- _Problem_: Write down every entry once more, exactly as it reads.

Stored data
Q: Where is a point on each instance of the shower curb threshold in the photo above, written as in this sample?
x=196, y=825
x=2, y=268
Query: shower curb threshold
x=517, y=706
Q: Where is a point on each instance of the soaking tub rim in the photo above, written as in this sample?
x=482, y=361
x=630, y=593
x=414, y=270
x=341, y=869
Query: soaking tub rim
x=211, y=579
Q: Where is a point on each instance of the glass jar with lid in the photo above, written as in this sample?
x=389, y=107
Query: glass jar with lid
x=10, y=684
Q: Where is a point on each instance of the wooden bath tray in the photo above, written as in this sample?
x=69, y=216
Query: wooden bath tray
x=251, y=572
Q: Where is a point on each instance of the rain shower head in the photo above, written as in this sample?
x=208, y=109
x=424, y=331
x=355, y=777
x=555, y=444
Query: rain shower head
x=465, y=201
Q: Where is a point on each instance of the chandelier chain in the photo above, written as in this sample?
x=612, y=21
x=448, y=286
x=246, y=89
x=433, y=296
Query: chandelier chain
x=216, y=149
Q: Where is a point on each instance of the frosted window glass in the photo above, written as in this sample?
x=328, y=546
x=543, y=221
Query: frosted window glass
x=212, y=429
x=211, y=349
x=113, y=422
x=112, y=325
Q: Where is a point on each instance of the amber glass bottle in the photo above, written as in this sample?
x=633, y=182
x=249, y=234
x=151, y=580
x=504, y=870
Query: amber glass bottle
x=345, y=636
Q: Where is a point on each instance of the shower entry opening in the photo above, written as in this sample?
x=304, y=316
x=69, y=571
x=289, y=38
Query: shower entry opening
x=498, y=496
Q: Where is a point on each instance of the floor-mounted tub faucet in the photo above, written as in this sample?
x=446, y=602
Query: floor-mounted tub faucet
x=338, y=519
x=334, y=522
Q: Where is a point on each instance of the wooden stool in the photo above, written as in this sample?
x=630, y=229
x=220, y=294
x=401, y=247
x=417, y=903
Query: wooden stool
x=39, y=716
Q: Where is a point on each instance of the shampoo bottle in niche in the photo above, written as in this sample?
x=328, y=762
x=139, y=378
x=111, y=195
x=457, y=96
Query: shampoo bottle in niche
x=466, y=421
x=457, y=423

- _Task solution_:
Q: Where is a point on each instance of the shower curb threshold in the photo above, written as in this sample?
x=196, y=825
x=2, y=268
Query: shower curb threshold
x=517, y=706
Q: Where is a point on each instance of the soaking tub rim in the photo above, written as in this sample?
x=482, y=361
x=630, y=593
x=414, y=270
x=341, y=869
Query: soaking tub rim
x=211, y=579
Q: Where is a point on each instance of the glass jar with lid in the photo above, written as in this sample?
x=389, y=107
Query: glass jar with lid
x=10, y=684
Q: Where is a point on each instance of the wooden bath tray in the photo above, written as in this sample?
x=69, y=216
Query: wooden bath tray
x=251, y=572
Q: Where is a point on each instance of the rain shower head in the photo above, written as in this sample?
x=208, y=109
x=424, y=331
x=355, y=777
x=555, y=444
Query: rain shower head
x=465, y=201
Q: Where is a point on each instance of the chandelier chain in the photo above, written as in this sample?
x=612, y=21
x=448, y=286
x=246, y=89
x=433, y=296
Query: chandelier chain
x=216, y=149
Q: Where is a point on each instance of the frosted window glass in the photo above, written as in this sample?
x=328, y=546
x=543, y=221
Query: frosted window glass
x=212, y=429
x=211, y=349
x=113, y=422
x=112, y=325
Q: Where is a point on each instance of the amber glass bottle in the photo above, written as in this sample?
x=633, y=182
x=249, y=234
x=151, y=580
x=504, y=870
Query: amber glass bottle
x=345, y=636
Q: Where is a point on each instance of the shower entry opening in the photo above, written as in this sample?
x=304, y=316
x=69, y=571
x=289, y=38
Query: shower entry opening
x=498, y=496
Q: Where is a point on each instance of the floor-mounted tub faucet in the photo above, written as in this sample?
x=446, y=602
Query: floor-mounted tub faucet
x=338, y=519
x=334, y=522
Q: Where is a point on each instance of the wooden stool in the photo above, written as in this sample?
x=630, y=229
x=220, y=294
x=401, y=247
x=417, y=903
Query: wooden stool
x=39, y=716
Q: Where is a point on each instance of the shampoo bottle in niche in the photo above, written as in this sample?
x=328, y=762
x=139, y=378
x=111, y=195
x=457, y=96
Query: shampoo bottle in niche
x=466, y=421
x=457, y=423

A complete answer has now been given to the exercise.